■ **Given instruction**: List each line in the records below that contains the word "ring", copying every such line in full.
## START Data section
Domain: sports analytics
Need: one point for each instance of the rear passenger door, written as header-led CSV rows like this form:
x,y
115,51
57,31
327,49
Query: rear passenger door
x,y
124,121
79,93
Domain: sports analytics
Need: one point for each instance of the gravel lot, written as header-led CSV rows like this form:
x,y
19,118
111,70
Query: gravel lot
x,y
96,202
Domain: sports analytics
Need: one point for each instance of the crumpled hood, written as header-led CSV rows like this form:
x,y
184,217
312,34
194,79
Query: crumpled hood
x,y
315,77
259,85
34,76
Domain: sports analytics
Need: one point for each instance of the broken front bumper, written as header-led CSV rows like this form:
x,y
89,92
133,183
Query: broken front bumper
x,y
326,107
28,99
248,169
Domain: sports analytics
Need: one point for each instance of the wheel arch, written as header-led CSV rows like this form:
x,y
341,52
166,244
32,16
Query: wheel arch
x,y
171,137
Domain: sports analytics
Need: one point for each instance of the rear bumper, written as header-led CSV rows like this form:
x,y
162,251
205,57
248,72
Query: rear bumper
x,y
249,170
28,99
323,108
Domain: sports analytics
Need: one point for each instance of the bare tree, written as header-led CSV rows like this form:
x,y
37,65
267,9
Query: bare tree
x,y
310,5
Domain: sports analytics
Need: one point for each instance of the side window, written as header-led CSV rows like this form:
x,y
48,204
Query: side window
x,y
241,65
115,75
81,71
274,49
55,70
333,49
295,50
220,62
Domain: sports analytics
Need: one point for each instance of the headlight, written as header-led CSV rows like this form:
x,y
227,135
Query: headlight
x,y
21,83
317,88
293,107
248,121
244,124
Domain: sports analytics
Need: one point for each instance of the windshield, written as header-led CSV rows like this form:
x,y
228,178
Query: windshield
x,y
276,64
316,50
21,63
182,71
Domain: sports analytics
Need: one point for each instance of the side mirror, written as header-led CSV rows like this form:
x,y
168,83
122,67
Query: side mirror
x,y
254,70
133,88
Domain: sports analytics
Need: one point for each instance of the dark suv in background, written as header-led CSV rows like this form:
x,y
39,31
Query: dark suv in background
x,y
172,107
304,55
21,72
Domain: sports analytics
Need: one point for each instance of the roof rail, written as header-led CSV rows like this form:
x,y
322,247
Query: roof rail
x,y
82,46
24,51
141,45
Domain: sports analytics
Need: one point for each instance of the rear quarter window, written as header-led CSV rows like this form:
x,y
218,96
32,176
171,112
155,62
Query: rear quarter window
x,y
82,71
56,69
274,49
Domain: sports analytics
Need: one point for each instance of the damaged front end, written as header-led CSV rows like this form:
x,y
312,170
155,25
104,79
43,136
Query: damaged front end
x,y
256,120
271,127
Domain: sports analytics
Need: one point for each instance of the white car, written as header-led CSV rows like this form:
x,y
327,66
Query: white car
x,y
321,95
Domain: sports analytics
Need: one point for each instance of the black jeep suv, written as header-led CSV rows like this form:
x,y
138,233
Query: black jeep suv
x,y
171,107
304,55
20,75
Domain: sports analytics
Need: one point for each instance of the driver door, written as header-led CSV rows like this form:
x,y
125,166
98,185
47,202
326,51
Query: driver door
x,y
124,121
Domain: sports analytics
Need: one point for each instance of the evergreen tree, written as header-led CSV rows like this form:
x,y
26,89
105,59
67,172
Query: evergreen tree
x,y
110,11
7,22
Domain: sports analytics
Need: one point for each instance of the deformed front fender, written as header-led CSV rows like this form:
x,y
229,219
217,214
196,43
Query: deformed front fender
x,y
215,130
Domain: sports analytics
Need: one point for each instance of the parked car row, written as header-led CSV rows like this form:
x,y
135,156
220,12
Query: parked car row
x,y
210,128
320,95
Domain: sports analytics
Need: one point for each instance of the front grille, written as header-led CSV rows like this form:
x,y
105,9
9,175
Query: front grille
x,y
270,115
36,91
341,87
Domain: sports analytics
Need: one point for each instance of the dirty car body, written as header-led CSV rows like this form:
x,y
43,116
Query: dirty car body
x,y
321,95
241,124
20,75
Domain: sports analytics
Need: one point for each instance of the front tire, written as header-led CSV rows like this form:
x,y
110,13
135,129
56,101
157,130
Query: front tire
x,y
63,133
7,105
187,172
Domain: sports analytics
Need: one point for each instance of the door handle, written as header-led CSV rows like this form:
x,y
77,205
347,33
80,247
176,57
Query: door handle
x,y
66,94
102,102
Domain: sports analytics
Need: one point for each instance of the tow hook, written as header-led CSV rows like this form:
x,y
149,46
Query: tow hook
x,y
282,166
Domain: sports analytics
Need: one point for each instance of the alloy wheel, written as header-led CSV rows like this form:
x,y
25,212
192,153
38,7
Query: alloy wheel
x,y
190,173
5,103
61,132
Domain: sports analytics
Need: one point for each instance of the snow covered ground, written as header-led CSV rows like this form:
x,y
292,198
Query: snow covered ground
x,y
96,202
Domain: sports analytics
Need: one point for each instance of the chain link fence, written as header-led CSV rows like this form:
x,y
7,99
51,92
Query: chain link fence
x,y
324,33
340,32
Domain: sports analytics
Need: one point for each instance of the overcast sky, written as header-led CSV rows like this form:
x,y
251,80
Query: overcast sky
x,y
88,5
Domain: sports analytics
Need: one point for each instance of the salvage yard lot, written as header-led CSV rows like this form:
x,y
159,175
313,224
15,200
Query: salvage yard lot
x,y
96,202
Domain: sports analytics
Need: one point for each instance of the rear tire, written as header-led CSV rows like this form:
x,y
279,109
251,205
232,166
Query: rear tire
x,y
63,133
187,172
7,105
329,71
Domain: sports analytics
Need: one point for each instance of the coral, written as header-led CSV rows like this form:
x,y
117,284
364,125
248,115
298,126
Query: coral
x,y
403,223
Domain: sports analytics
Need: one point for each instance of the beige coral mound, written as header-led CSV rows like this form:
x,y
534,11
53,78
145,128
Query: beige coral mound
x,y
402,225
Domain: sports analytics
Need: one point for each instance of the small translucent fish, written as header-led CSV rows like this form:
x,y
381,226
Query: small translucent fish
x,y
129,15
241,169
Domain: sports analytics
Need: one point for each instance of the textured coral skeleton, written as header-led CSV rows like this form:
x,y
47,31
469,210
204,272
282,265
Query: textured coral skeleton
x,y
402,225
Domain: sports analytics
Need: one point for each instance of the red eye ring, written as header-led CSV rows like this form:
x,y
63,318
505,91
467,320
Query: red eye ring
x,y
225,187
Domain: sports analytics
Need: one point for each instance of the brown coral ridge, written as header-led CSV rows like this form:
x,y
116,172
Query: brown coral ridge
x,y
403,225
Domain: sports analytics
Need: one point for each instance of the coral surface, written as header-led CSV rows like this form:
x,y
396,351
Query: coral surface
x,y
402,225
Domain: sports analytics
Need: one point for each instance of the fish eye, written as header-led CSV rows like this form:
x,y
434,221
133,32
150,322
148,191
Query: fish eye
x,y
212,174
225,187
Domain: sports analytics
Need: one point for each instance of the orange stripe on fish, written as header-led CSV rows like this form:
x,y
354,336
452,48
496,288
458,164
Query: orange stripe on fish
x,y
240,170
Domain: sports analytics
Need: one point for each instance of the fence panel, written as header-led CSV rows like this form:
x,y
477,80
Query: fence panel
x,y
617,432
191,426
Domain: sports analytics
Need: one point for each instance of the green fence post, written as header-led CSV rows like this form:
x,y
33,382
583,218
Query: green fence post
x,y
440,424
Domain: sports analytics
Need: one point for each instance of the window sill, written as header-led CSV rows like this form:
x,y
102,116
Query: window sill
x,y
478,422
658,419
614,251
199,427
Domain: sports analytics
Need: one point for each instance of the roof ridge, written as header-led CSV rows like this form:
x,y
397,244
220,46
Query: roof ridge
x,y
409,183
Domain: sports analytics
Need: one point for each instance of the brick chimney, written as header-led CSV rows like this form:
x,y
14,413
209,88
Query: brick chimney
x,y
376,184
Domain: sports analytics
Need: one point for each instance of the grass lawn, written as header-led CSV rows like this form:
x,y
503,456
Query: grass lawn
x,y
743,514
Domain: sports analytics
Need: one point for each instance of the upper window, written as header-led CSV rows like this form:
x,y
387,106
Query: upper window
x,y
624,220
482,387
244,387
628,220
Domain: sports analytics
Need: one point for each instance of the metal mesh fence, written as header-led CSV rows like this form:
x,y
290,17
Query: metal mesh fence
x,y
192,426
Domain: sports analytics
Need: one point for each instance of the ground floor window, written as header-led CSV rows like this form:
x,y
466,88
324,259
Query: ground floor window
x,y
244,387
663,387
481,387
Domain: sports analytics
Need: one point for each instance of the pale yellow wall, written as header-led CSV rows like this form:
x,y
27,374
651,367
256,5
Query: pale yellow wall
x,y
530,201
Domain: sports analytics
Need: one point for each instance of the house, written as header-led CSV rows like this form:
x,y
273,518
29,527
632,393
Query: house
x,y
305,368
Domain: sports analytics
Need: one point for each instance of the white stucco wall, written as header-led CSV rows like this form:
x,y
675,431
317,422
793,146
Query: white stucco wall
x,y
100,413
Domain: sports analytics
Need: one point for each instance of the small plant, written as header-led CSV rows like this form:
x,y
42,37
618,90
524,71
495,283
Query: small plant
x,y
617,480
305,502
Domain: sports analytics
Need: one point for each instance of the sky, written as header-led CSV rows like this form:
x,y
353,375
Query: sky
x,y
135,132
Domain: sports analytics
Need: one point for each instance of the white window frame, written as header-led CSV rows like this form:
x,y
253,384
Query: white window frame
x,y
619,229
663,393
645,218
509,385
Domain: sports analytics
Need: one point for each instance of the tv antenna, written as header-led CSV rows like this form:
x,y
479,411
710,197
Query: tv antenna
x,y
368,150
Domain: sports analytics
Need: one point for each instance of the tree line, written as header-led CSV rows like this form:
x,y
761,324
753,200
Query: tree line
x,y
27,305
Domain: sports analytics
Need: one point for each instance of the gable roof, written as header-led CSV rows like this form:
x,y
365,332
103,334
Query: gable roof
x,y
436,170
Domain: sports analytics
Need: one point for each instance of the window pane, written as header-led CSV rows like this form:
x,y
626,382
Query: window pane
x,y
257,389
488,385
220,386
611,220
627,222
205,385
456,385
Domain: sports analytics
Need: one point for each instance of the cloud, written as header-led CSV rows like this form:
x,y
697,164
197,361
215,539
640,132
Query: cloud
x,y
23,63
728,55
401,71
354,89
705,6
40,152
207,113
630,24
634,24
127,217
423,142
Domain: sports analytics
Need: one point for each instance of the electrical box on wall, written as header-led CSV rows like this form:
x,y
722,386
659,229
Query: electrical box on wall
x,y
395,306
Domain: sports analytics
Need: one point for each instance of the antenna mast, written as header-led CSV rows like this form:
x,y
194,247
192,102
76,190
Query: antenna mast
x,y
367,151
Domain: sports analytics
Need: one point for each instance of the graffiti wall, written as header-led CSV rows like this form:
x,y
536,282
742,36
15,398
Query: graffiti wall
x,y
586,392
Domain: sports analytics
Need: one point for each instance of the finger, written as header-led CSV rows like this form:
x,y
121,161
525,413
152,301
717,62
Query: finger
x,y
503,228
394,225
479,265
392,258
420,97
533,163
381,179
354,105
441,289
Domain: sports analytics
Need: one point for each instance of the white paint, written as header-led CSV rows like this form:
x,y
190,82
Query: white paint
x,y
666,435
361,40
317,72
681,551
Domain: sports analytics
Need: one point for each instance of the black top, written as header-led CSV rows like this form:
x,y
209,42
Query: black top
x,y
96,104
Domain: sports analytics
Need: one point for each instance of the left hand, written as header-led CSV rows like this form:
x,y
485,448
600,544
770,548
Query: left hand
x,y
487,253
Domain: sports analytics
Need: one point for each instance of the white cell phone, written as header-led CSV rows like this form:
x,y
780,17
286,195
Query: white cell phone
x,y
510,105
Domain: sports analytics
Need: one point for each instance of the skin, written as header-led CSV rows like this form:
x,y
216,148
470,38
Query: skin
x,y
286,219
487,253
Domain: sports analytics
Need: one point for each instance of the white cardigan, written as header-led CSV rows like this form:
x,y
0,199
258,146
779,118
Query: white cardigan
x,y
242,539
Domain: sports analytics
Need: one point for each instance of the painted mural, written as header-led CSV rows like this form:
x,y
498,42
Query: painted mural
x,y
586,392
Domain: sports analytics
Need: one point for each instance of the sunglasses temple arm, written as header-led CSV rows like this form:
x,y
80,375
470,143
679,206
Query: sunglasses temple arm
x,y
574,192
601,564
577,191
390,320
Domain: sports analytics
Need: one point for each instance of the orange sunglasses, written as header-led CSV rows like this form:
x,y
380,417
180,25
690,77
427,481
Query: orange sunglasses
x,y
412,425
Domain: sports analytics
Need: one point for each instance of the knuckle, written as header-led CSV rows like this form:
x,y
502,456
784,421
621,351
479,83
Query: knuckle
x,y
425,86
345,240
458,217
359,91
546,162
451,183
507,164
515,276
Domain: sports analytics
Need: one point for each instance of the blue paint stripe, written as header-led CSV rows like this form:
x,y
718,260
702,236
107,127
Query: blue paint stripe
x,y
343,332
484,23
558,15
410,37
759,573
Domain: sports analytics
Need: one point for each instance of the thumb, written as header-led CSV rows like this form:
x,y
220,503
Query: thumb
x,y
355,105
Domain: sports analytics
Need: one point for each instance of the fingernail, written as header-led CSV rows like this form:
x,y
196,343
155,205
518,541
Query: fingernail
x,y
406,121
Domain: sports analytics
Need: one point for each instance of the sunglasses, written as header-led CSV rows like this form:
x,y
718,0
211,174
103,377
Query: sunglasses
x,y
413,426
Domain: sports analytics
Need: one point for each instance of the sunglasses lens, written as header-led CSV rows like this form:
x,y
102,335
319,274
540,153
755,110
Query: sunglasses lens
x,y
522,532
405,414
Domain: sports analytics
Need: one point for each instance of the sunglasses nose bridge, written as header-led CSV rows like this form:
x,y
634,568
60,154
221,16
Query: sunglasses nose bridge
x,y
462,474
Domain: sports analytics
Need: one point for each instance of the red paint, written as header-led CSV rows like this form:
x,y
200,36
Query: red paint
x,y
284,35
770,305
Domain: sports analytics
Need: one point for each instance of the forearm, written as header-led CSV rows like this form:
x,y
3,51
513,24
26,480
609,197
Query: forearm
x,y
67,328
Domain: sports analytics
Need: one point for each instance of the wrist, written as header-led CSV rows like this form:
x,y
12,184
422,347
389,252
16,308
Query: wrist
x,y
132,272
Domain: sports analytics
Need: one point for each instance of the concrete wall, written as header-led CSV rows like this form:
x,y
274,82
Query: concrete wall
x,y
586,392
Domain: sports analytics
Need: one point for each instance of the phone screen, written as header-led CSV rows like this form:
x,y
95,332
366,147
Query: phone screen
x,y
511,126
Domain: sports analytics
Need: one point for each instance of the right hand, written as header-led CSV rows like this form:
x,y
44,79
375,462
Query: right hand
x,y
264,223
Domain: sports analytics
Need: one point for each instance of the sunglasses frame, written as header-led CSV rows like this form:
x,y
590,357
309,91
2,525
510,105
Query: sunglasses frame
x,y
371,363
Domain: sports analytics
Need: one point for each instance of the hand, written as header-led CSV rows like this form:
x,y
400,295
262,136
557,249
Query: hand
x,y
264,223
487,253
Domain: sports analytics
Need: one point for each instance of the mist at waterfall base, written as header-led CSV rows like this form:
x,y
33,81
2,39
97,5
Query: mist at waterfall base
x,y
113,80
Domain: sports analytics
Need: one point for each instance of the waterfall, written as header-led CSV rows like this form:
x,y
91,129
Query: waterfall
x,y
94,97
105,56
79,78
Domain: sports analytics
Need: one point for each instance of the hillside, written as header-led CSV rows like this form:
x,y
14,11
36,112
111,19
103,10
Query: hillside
## END Data section
■ **Expected answer**:
Need: one point for each instance of the red eye ring, written as header-led CSV rows like this form:
Query: red eye ring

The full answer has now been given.